## What to do
• A. Answer these questions from the article on imaging chemical kinetics at liquid-liquid interfaces:
(i) What nozzle diameter does the article give for a single cylindrical jet?
(ii) At which EPFL school does Andreas Osterwalder work?
(iii) What happens to in-vacuum microjets after they travel freely for some millimeters?
• B. Quote the stretch of the article on imaging chemical kinetics at liquid-liquid interfaces from "Some of the" through "meters per second.".
• C. Continue the article on imaging chemical kinetics at liquid-liquid interfaces from where it stops.

## Extract
::::::

Imaging chemical kinetics at liquid-liquid interfaces

EPFL/ iStock

EPFL/ iStock

Scientists led by EPFL have developed a new method to measure chemical kinetics by imaging progress of a reaction at a liquid-liquid interface embedded in a laminar-flow liquid microjet. This method is ideal for studies of dynamics on the sub-millisecond timescale, which is very difficult to do with current applications.

“It is a new application of so-called water flat-jets,” says Andreas Osterwalder at EPFL’s School of Basic Sciences. “We prepare a controlled interface between two aqueous solutions and use it to measure chemical kinetics.”

Free-flowing liquid microjets allow chemists to create a controllable smooth (and in some cases flat) surface of a liquid that can be used for surface scattering or spectroscopy studies. The free flow of the liquid in air or in a vacuum creates unobstructed optical access to gas-liquid and liquid-vacuum interfaces.

Some of the main applications of microjets include X-ray photoelectron spectroscopy, evaporation dynamics, attosecond-pulse generation, and gas-liquid chemistry. A popular implementation is a single cylindrical jet, made by forcing a liquid to exit through a nozzle 10–50 micrometers in diameter and under a pressure of a few bars, resulting in a laminar jet with a flow velocity of tens of meters per second.

These microjets have recently garnered a lot of interest for in-vacuum applications, where the jets travel freely, and remain liquid, for some millimeters before decaying into droplets and freezing. “Many experiments require a planar surface that prevents unwanted averaging over effects from the angle-dependent surface,” says Osterwalder. As a result of this need, scientists have been developing different arrangements of laminar-flow planar surfaces, producing so-called liquid flat-jets.

::::::

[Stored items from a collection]
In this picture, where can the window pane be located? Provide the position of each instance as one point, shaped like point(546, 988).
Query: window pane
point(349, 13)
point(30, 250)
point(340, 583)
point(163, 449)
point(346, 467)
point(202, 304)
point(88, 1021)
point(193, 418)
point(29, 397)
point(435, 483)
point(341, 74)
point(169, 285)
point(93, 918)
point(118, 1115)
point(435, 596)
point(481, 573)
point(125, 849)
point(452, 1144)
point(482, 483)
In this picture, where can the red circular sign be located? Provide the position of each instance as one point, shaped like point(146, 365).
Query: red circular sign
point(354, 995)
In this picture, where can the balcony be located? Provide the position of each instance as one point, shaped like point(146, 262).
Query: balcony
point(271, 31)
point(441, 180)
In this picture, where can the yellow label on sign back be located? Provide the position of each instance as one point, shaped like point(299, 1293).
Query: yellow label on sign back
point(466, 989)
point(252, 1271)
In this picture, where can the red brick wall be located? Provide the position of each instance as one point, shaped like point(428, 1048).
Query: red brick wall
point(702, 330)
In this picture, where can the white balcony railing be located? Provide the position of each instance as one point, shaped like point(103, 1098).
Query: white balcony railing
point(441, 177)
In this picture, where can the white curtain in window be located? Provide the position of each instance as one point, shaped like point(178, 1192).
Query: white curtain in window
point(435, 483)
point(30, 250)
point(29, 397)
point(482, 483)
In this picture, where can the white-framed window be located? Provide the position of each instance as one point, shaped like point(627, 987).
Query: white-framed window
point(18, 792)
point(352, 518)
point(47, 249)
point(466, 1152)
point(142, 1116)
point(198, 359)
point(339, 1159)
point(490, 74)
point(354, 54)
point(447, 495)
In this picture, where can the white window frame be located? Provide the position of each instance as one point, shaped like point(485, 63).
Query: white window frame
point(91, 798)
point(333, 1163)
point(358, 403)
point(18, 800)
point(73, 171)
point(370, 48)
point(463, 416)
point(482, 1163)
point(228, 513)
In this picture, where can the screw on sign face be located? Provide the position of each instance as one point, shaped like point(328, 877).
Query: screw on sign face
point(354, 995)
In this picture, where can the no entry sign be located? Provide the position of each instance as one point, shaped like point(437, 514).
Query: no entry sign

::::::

## Answers to the exercise
• A.
(i) 10–50 micrometers
(ii) The School of Basic Sciences
(iii) They decay into droplets and freeze.

• B.
Some of the main applications of microjets include X-ray photoelectron spectroscopy, evaporation dynamics, attosecond-pulse generation, and gas-liquid chemistry. A popular implementation is a single cylindrical jet, made by forcing a liquid to exit through a nozzle 10–50 micrometers in diameter and under a pressure of a few bars, resulting in a laminar jet with a flow velocity of tens of meters per second.

• C.
Liquid leaves

A common form of such an arrangement is to cross two cylindrical jets of a liquid. The resulting flat-jet is a chain of leaf-shaped structures of the flowing liquid. The “leaves” are sheets only a few microns thick, and each one is bound by a relatively thick fluid rim and stabilized by surface tension and fluid inertia.

At the point where the two cylindrical jets cross, the solutions are pushed outwards, while continuing to move in an overall forward direction. But the surface tension of the flowing solutions counteracts this, so eventually the outer boundaries merge to create the “leaf” shape.

“These impinging, free-flowing, jets produce a leaf structure, where we hypothesized that, due to the absence of turbulences, the fluids flow alongside each other in the first leaf, forming an interface between two liquids,” says Osterwalder. “We believed that this would make them an excellent tool for gaining access to the liquid–liquid interface even of miscible fluids – fluids that mix homogeneously, and even two samples of identical solvents.”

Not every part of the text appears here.